Copy out, character for character, everything in the listing from the line containing "--target=green leaf --vertices=whole-pixels" down to the end of the listing, including both of those ends.

__________________________________________________

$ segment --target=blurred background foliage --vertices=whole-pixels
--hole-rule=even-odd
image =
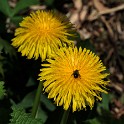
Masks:
[[[78,32],[75,44],[96,52],[110,72],[109,93],[101,94],[102,102],[93,110],[70,112],[68,124],[123,124],[124,0],[0,0],[0,124],[20,124],[17,119],[21,124],[59,124],[63,114],[42,94],[37,119],[31,118],[41,63],[11,46],[23,17],[38,9],[66,14]]]

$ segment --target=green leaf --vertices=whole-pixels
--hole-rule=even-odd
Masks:
[[[0,81],[0,99],[3,99],[4,95],[5,95],[5,89],[4,89],[4,82]]]
[[[19,105],[23,106],[24,108],[31,107],[34,102],[35,94],[35,91],[28,93]],[[54,111],[56,109],[55,105],[44,94],[41,94],[41,102],[50,111]]]
[[[14,16],[19,11],[21,11],[31,5],[36,5],[36,4],[39,4],[38,0],[19,0],[19,2],[16,4],[16,7],[13,10],[12,15]]]
[[[91,120],[87,120],[85,124],[101,124],[101,122],[99,122],[97,118],[94,118]]]
[[[113,94],[104,94],[102,93],[102,102],[98,104],[97,111],[99,114],[102,114],[101,108],[109,111],[109,103],[113,99]]]
[[[14,16],[11,18],[11,22],[13,22],[17,27],[19,26],[19,23],[23,20],[22,16]]]
[[[2,52],[2,50],[4,50],[4,52],[6,54],[9,54],[9,56],[12,58],[13,56],[16,57],[16,51],[15,49],[11,46],[10,43],[8,43],[6,40],[3,40],[2,38],[0,38],[0,52]]]
[[[45,0],[44,2],[45,2],[45,4],[46,4],[47,6],[52,6],[54,0]]]
[[[0,0],[0,11],[8,17],[12,16],[12,9],[9,6],[8,0]]]
[[[13,106],[12,110],[10,124],[43,124],[41,119],[33,118],[21,106]]]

__________________________________________________

- _Exercise output_
$ segment --target=green leaf --vertices=whole-pixels
--hole-rule=even-odd
Masks:
[[[0,81],[0,99],[3,99],[4,95],[5,95],[5,89],[4,89],[4,82]]]
[[[19,105],[23,106],[24,108],[31,107],[34,102],[35,94],[35,91],[28,93]],[[54,111],[56,109],[55,105],[44,94],[41,94],[41,102],[50,111]]]
[[[14,16],[19,11],[21,11],[31,5],[36,5],[36,4],[39,4],[38,0],[19,0],[19,2],[16,4],[16,7],[13,10],[12,15]]]
[[[91,120],[87,120],[85,124],[101,124],[101,122],[99,122],[97,118],[94,118]]]
[[[113,94],[104,94],[102,93],[102,102],[98,104],[97,111],[99,114],[102,114],[101,108],[109,111],[109,103],[113,99]]]
[[[14,16],[11,18],[11,22],[13,22],[17,27],[19,26],[19,23],[23,20],[22,16]]]
[[[2,52],[2,50],[4,50],[4,52],[6,54],[9,54],[9,56],[12,58],[13,56],[16,57],[16,51],[15,49],[11,46],[10,43],[8,43],[6,40],[3,40],[2,38],[0,38],[0,52]]]
[[[45,0],[44,2],[45,2],[45,4],[46,4],[47,6],[52,6],[54,0]]]
[[[0,0],[0,11],[8,17],[12,16],[12,9],[9,6],[8,0]]]
[[[13,106],[12,110],[10,124],[43,124],[41,119],[33,118],[21,106]]]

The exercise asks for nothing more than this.